I began this post when I saw a picture of “cuneiform” … an ancient form of writing … where, etched on a cave wall, was the word “Freedom”written in Sumeria in 2500 B.C.

 

 

freedom amagi cuineifform

freedom (ama-gi) written in Sumerian cuneiform

==

 

 

 

This means humans have craved freedom for thousands of year.

 

By the way.

 

Craving can create some fairly passionate feelings.

—-

 

Ask her what she craved, and she’d get a little frantic about things like books, the woods, music.

Plants and the seasons.

 

Also freedom.

=

Nightwoods – Charles Frazier

 

 

 

All that said.

 

Who would have ever thought freedom would be tricky to discuss?

<not me>

 

 

But.

It is.

 

I like to believe I am a fairy articulate guy and I know I always have an opinion … and yet … when discussing freedom I seem to offer up well intended meaningless pabulum <”freedom is good”> and struggle when asked “when does freedom become lack of tolerance?”

 

Maybe because I never thought freedom and intolerance would ever be in the same sentence let alone the same thought.

 

It is easy to say things like … if you say stupid stuff that will cost your employer money, expect to face consequences. But that also assumes I can show a direct cause-effect relationship.

 

 

I would suggest, however, that simplistically … while freedom is a privilege … free speech is actually a responsibility.

 

Uhm.

 

That means … you say dumb things and you can face consequences.

 

 

I say that because all of a sudden there is a ‘victim’ mentality being associated with people who say dumb shit.

 

freedom to speak

Well.

 

Any ‘victim’ is free to say stupid things.

Any and all the times they want.

 

But they also aren’t guaranteed a job by their employers if they do so.
──────
§ **TASK SET**
1 > Change "woods" to "forest" in the post on freedom, writing out the part from "By the way." to "the woods, music.".
2 > According to the post on freedom, in what year was the word for freedom written in Sumeria?
3 > Summarize the post on freedom in three sentences.
──────
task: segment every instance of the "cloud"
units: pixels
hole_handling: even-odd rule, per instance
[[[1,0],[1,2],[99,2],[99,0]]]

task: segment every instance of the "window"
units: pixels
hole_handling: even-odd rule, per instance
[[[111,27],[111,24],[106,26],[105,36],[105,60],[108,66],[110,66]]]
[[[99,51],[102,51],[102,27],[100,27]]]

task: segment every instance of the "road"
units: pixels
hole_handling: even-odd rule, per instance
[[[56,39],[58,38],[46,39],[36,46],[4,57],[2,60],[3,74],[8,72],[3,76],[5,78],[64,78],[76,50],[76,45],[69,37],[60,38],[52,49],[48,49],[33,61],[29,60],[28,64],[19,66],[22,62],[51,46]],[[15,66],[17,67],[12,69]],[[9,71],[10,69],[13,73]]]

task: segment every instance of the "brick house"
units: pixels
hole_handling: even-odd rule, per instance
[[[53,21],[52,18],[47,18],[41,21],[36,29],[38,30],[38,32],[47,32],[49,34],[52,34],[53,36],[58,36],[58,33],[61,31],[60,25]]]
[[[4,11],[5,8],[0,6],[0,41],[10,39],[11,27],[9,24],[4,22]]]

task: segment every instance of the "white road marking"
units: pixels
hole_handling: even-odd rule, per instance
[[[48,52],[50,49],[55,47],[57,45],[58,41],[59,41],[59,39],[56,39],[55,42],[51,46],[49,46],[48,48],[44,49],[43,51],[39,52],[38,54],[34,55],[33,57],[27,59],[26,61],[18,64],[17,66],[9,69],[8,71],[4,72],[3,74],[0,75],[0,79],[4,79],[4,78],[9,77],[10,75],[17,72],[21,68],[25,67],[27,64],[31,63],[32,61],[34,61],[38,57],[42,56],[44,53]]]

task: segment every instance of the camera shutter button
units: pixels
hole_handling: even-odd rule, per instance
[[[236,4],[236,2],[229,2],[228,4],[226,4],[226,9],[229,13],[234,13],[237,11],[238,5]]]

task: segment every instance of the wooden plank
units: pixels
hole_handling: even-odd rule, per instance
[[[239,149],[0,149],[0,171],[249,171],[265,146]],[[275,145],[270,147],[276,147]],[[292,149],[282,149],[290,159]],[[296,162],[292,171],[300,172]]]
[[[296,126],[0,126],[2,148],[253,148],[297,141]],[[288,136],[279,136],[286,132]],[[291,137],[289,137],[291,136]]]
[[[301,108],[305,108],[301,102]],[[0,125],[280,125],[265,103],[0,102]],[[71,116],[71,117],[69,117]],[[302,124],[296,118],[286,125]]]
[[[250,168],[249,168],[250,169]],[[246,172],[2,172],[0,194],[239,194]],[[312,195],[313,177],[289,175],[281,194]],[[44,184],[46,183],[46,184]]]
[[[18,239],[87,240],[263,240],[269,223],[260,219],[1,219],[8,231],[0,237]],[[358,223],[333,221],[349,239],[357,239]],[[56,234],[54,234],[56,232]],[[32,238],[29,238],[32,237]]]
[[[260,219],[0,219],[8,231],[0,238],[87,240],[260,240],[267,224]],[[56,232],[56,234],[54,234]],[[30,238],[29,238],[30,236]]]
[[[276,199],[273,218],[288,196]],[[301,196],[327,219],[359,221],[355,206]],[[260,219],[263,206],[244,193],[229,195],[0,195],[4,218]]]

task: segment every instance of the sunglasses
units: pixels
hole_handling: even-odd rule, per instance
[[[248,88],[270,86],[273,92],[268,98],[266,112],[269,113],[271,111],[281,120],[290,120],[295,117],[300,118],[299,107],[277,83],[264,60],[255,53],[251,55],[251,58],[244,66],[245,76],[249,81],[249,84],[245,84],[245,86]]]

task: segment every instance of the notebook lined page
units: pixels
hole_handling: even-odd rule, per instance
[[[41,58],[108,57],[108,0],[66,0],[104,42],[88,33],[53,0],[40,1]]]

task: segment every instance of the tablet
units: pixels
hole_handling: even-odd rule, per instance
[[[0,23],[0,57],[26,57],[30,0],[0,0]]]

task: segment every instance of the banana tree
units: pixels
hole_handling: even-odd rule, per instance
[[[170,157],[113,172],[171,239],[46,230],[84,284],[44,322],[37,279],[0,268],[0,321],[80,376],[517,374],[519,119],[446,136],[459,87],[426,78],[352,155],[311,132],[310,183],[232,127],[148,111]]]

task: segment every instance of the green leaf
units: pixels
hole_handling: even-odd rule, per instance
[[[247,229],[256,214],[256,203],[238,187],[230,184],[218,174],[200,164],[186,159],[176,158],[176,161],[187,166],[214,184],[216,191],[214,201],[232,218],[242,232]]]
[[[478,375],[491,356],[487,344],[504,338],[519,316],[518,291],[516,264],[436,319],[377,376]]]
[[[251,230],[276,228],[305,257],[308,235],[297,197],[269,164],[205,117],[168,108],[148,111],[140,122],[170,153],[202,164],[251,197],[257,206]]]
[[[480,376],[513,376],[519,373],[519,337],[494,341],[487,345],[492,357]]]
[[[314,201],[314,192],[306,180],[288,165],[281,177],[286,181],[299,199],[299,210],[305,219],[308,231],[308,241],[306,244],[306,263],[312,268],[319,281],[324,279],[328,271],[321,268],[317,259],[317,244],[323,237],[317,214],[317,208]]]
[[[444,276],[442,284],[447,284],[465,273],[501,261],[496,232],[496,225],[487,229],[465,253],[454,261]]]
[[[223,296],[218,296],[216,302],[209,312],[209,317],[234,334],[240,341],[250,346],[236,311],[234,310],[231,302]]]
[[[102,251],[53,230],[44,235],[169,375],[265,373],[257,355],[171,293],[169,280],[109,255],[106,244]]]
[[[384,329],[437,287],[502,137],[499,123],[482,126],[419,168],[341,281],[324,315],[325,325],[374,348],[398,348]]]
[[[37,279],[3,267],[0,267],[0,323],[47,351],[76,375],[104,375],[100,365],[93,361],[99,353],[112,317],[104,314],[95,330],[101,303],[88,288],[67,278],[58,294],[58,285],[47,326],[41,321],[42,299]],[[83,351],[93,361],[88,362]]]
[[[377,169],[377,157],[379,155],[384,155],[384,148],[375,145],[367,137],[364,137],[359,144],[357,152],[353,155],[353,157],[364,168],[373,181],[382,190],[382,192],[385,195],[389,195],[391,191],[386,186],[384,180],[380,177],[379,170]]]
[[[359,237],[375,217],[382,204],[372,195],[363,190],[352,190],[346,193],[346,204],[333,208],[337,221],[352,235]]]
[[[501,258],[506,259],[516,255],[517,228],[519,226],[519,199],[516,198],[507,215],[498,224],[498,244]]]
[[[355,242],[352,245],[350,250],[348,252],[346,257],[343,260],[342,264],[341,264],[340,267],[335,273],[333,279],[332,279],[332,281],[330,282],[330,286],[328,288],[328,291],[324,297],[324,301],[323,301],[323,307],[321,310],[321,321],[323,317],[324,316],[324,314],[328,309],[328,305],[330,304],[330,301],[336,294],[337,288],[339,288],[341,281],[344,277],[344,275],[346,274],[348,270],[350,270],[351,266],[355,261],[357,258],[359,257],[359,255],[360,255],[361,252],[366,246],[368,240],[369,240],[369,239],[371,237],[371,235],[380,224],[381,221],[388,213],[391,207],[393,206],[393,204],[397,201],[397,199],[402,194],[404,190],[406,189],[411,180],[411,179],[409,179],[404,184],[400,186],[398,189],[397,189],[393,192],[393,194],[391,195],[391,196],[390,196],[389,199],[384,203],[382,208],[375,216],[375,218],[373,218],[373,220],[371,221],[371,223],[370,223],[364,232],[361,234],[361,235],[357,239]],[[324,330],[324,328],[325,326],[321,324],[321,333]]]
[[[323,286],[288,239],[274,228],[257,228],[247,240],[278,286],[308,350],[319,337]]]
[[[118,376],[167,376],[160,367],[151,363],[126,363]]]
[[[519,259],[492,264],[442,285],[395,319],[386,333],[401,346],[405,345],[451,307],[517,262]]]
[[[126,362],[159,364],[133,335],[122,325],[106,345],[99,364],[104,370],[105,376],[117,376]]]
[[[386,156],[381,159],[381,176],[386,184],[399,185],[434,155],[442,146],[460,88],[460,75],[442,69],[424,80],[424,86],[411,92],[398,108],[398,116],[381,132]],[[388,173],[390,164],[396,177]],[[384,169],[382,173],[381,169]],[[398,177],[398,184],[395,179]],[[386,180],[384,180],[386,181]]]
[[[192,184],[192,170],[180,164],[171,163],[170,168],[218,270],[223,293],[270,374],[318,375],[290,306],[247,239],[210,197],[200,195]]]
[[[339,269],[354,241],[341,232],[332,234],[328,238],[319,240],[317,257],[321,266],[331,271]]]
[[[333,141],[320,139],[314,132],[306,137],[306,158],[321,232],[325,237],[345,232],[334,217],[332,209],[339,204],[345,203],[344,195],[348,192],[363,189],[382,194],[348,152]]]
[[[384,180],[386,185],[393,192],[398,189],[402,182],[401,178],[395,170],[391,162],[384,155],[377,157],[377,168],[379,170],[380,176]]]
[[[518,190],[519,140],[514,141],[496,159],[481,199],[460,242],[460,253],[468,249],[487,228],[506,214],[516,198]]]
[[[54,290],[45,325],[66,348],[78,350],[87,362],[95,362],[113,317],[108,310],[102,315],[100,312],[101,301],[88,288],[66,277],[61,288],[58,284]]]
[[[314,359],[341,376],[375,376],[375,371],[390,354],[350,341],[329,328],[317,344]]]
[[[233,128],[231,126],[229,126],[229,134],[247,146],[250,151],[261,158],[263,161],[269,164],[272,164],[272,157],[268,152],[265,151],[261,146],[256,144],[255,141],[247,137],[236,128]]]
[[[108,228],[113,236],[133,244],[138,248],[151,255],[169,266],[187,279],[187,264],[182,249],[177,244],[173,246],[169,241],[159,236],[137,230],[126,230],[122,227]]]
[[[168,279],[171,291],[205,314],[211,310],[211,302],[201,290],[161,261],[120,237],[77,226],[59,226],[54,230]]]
──────
§ **WORKED SOLUTIONS**
1 >
By the way.

 

Craving can create some fairly passionate feelings.

—-

 

Ask her what she craved, and she’d get a little frantic about things like books, the forest, music.

2 > 2500 B.C.

3 > Seeing the word for freedom written in Sumerian cuneiform from 2500 B.C. shows the author that humans have craved freedom for thousands of years. Though the author usually has an opinion, freedom proves tricky to discuss, especially the question of when freedom becomes lack of tolerance. The author suggests that while freedom is a privilege, free speech is a responsibility, so people who say dumb things can face consequences and aren't guaranteed a job by their employers.